§ What the exercise asks: Omit every picture. Return all other data as it stands.

------------------------------

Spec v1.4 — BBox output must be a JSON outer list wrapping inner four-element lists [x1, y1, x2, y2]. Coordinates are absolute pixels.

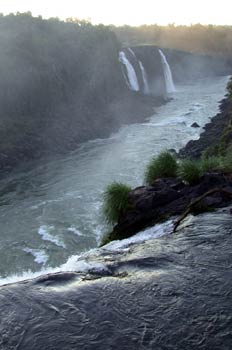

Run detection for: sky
[[0, 0, 231, 26]]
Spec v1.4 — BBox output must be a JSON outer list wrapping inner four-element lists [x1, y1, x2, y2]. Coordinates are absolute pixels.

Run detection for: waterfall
[[158, 49, 176, 94], [138, 61, 150, 94], [128, 48, 150, 95], [128, 47, 137, 58], [119, 51, 139, 92]]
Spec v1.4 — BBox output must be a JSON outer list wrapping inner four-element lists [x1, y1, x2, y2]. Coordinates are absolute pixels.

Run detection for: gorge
[[0, 14, 230, 173], [0, 13, 231, 350]]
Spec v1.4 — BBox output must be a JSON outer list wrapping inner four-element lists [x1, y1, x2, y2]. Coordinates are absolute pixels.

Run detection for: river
[[0, 75, 228, 280]]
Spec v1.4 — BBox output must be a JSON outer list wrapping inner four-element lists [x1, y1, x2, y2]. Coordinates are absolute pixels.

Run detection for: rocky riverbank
[[104, 94, 232, 244], [179, 96, 232, 158]]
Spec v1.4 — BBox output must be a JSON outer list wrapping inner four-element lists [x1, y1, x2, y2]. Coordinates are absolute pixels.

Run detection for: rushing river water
[[1, 208, 232, 349], [0, 76, 229, 279]]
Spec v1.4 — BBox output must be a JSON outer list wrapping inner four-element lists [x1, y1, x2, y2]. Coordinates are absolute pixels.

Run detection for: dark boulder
[[191, 122, 200, 128]]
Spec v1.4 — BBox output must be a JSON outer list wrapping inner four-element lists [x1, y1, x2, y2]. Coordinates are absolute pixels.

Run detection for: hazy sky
[[0, 0, 231, 26]]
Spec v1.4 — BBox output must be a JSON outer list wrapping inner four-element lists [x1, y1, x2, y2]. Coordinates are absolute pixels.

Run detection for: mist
[[0, 12, 231, 173]]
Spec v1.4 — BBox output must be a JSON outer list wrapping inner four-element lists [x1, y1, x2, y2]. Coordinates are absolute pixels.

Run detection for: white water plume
[[128, 48, 150, 94], [159, 49, 176, 94], [139, 61, 150, 94], [119, 51, 139, 91]]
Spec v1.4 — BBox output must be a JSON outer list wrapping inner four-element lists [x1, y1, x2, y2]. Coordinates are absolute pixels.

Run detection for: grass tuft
[[200, 155, 222, 173], [103, 182, 132, 224], [178, 159, 201, 185], [144, 151, 178, 185]]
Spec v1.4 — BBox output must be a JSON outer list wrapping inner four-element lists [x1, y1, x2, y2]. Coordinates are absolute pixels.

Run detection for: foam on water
[[67, 226, 83, 236], [34, 220, 173, 273], [103, 220, 174, 251], [0, 219, 174, 286], [0, 253, 109, 286], [0, 267, 60, 286], [23, 248, 49, 265], [60, 258, 109, 274], [38, 225, 66, 248], [0, 209, 226, 287]]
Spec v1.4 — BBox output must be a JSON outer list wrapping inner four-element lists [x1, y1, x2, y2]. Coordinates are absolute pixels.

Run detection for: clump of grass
[[200, 155, 222, 173], [103, 182, 132, 224], [144, 151, 178, 185], [201, 147, 232, 173], [178, 159, 201, 185]]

------------------------------

§ Response to this task:
Spec v1.4 — BBox output must be a JSON outer list wrapping inner four-element lists [x1, y1, x2, y2]. Coordinates are absolute pixels.


Run detection for: sky
[[0, 0, 231, 26]]
Spec v1.4 — BBox output must be a JSON outer list wrapping inner four-element lists [x1, y1, x2, y2]. Coordinates are absolute pixels.

Run detection for: waterfall
[[158, 49, 176, 94], [138, 61, 150, 94], [128, 48, 150, 95], [128, 47, 137, 58], [119, 51, 139, 92]]
Spec v1.4 — BBox output must be a JSON outer list wrapping inner four-element lists [x1, y1, x2, y2]. Coordinates are absolute pixels.

Run detection for: gorge
[[0, 14, 230, 173], [0, 13, 231, 350]]
Spec v1.4 — BBox output must be a JSON outer list wrapping inner four-element lists [x1, y1, x2, y2]. Coordinates are absolute pixels.

Run detection for: river
[[0, 75, 228, 280]]
Spec v1.4 — BBox output must be a JSON outer list wrapping inner four-element lists [x1, y1, x2, y2]. Coordinates are absolute pixels.

Run detection for: rocky riverbank
[[104, 94, 232, 244], [179, 96, 232, 158]]
Spec v1.4 — BBox output must be a JSON outer list wrapping inner four-element lists [x1, y1, x2, y2]. Coordinates are absolute pixels.

Run detection for: rushing river water
[[1, 208, 232, 349], [0, 76, 229, 279]]
Spec v1.4 — BBox output must be a JSON outer list wrapping inner four-element lists [x1, y1, x2, y2]. Coordinates are absolute pixels.

Run detection for: dark boulder
[[191, 122, 200, 128]]
Spec v1.4 — BBox output must be a JSON outer list wrapping inner four-element lists [x1, y1, x2, y2]. Coordinates are absolute pixels.

Run detection for: hazy sky
[[0, 0, 231, 26]]
Spec v1.4 — BBox output must be a JSON outer list wrapping inner four-element lists [x1, y1, x2, y2]. Coordinates are absolute pixels.

Run detection for: mist
[[0, 12, 231, 173]]
Spec v1.4 — BBox output must be a JSON outer list wrapping inner four-element lists [x1, y1, x2, y2]. Coordinates are absolute pixels.

Run detection for: white water plume
[[128, 48, 150, 94], [159, 49, 176, 94], [139, 61, 150, 94], [119, 51, 139, 91]]
Spec v1.4 — BBox output must be a JSON outer list wrapping inner four-element lists [x1, y1, x2, y2]. Coordinates are absolute pixels.

Run detection for: grass tuft
[[200, 155, 222, 173], [103, 182, 132, 224], [178, 159, 201, 185], [144, 151, 178, 185]]
Spec v1.4 — BBox output must be a JSON outer list wrapping inner four-element lists [x1, y1, x2, y2]. Coordinates are absolute pixels.

Run detection for: foam on water
[[67, 226, 83, 236], [34, 220, 173, 273], [103, 220, 174, 251], [0, 219, 174, 286], [0, 253, 109, 286], [0, 267, 60, 286], [23, 248, 49, 265], [60, 258, 109, 274], [38, 225, 66, 248], [0, 209, 226, 287]]
Spec v1.4 — BBox output must be a JSON outer list wrapping inner four-element lists [x1, y1, x2, y2]. Coordinates are absolute pixels.

Run detection for: clump of grass
[[200, 155, 222, 173], [103, 182, 132, 224], [144, 151, 178, 185], [201, 147, 232, 173], [178, 159, 201, 185]]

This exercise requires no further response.